Data excerpts below:

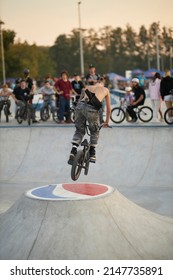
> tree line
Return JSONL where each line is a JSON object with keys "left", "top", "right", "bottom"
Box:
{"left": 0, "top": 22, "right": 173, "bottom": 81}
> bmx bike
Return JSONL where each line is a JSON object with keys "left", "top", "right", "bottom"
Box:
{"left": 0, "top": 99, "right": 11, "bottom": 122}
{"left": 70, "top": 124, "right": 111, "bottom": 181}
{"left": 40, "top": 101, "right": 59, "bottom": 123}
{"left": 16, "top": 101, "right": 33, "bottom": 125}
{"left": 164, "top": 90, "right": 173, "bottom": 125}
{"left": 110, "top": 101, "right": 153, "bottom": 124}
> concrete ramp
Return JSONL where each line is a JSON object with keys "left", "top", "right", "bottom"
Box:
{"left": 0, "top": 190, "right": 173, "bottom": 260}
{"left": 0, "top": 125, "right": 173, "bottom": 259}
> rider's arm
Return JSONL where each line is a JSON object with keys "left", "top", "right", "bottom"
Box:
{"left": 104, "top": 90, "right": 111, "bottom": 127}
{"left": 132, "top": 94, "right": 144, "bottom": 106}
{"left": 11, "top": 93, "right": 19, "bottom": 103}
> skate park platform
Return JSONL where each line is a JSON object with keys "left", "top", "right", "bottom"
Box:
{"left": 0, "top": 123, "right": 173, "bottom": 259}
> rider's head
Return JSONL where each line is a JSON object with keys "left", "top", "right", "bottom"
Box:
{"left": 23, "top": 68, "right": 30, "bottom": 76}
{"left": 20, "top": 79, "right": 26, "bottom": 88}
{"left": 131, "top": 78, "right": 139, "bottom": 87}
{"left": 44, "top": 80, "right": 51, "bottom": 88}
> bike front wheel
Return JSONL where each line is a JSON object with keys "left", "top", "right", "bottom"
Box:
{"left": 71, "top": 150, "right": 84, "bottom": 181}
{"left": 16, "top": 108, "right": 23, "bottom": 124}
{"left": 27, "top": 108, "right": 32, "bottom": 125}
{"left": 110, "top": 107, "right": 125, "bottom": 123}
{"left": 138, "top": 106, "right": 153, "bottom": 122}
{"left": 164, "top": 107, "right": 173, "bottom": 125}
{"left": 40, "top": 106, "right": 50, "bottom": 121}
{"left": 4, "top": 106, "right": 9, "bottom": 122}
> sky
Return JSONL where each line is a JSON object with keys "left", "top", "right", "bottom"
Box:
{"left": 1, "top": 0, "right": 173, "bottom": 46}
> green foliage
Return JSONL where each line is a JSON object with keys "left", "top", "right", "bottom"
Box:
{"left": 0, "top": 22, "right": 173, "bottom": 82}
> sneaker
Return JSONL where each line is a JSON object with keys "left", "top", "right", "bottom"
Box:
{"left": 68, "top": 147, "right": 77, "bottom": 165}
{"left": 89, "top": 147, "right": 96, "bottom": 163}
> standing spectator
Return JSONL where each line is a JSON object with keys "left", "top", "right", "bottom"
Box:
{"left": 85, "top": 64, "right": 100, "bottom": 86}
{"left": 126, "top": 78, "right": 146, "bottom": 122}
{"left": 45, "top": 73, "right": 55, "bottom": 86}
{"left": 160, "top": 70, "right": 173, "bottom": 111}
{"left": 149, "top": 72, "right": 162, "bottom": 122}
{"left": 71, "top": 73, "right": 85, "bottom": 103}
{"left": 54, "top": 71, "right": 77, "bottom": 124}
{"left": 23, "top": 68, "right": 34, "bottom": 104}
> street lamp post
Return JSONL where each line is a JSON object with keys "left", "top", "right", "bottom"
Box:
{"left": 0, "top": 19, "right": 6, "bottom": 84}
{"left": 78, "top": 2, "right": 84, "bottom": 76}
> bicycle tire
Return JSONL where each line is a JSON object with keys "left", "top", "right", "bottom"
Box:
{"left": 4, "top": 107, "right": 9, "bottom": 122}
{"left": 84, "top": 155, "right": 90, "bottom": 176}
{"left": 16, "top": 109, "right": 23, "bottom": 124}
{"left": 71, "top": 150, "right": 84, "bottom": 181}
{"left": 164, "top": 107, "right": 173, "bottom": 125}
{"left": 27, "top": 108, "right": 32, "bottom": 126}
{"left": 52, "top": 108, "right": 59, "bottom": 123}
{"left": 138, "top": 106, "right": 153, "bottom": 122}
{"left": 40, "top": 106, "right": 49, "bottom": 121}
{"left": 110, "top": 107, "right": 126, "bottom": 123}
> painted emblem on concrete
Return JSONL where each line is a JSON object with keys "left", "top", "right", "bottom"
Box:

End of Data excerpts.

_Exercise details_
Transcribe the material above in full. No picture is to be copied.

_Your solution_
> tree line
Return JSONL where each line is a JSON object with keys "left", "top", "right", "bottom"
Box:
{"left": 0, "top": 22, "right": 173, "bottom": 81}
> bmx bike
Return JSONL where each line is a JSON object with keys "left", "top", "right", "bottom"
Box:
{"left": 0, "top": 99, "right": 11, "bottom": 122}
{"left": 70, "top": 124, "right": 111, "bottom": 181}
{"left": 40, "top": 101, "right": 59, "bottom": 123}
{"left": 16, "top": 101, "right": 33, "bottom": 125}
{"left": 164, "top": 90, "right": 173, "bottom": 125}
{"left": 110, "top": 101, "right": 153, "bottom": 124}
> concrete ramp
Return JSONL where each line is a JSON object with keys "left", "top", "right", "bottom"
Box:
{"left": 0, "top": 190, "right": 173, "bottom": 260}
{"left": 0, "top": 125, "right": 173, "bottom": 259}
> rider's arm
Return JSONL where each line is a JSON object with keys "left", "top", "right", "bottom"
Box:
{"left": 104, "top": 90, "right": 111, "bottom": 127}
{"left": 132, "top": 94, "right": 144, "bottom": 106}
{"left": 11, "top": 93, "right": 19, "bottom": 103}
> skate park platform
Return JSONL where each line is a JSON object with keys "left", "top", "right", "bottom"
Box:
{"left": 0, "top": 123, "right": 173, "bottom": 259}
> rider's head
Return JSONL where each line is a JSON object with keys "left", "top", "right", "bottom"
Box:
{"left": 23, "top": 68, "right": 30, "bottom": 76}
{"left": 20, "top": 79, "right": 26, "bottom": 88}
{"left": 131, "top": 78, "right": 139, "bottom": 87}
{"left": 44, "top": 80, "right": 51, "bottom": 88}
> bike front wheel
Return JSONL where each line is a JSON object with keys "left", "top", "right", "bottom"
Box:
{"left": 71, "top": 150, "right": 84, "bottom": 181}
{"left": 16, "top": 108, "right": 23, "bottom": 124}
{"left": 27, "top": 108, "right": 32, "bottom": 125}
{"left": 110, "top": 107, "right": 125, "bottom": 123}
{"left": 138, "top": 106, "right": 153, "bottom": 122}
{"left": 164, "top": 107, "right": 173, "bottom": 125}
{"left": 40, "top": 106, "right": 50, "bottom": 121}
{"left": 4, "top": 106, "right": 9, "bottom": 122}
> sky
Return JSONL where each line is a JSON object with keys "left", "top", "right", "bottom"
Box:
{"left": 1, "top": 0, "right": 173, "bottom": 46}
> green foliage
Return JSONL where each line is a JSON object with keys "left", "top", "right", "bottom"
Box:
{"left": 0, "top": 22, "right": 173, "bottom": 82}
> sneaker
Return JSONL where each line is a JSON object with keys "left", "top", "right", "bottom"
Box:
{"left": 68, "top": 147, "right": 77, "bottom": 165}
{"left": 89, "top": 147, "right": 96, "bottom": 163}
> standing spectator
Return JSONL where each line is a JSON object with keys "left", "top", "right", "bottom"
Box:
{"left": 85, "top": 64, "right": 100, "bottom": 86}
{"left": 126, "top": 78, "right": 146, "bottom": 122}
{"left": 45, "top": 73, "right": 55, "bottom": 86}
{"left": 160, "top": 70, "right": 173, "bottom": 111}
{"left": 149, "top": 72, "right": 162, "bottom": 122}
{"left": 71, "top": 73, "right": 85, "bottom": 103}
{"left": 54, "top": 71, "right": 77, "bottom": 124}
{"left": 23, "top": 68, "right": 34, "bottom": 104}
> street lamp post
Return JSONL where each line is a JSON object with keys "left", "top", "right", "bottom"
Box:
{"left": 0, "top": 19, "right": 6, "bottom": 84}
{"left": 78, "top": 2, "right": 84, "bottom": 76}
> bicycle tire
Return JSONL where each line is a JSON object with keys "left", "top", "right", "bottom"
Box:
{"left": 4, "top": 107, "right": 9, "bottom": 122}
{"left": 84, "top": 155, "right": 90, "bottom": 176}
{"left": 16, "top": 109, "right": 23, "bottom": 124}
{"left": 71, "top": 150, "right": 84, "bottom": 181}
{"left": 164, "top": 107, "right": 173, "bottom": 125}
{"left": 27, "top": 108, "right": 32, "bottom": 126}
{"left": 52, "top": 108, "right": 59, "bottom": 123}
{"left": 138, "top": 106, "right": 153, "bottom": 122}
{"left": 40, "top": 106, "right": 49, "bottom": 121}
{"left": 110, "top": 107, "right": 126, "bottom": 123}
> painted emblem on concrete
Return JSONL where each line is a JSON object with keys "left", "top", "right", "bottom"
Box:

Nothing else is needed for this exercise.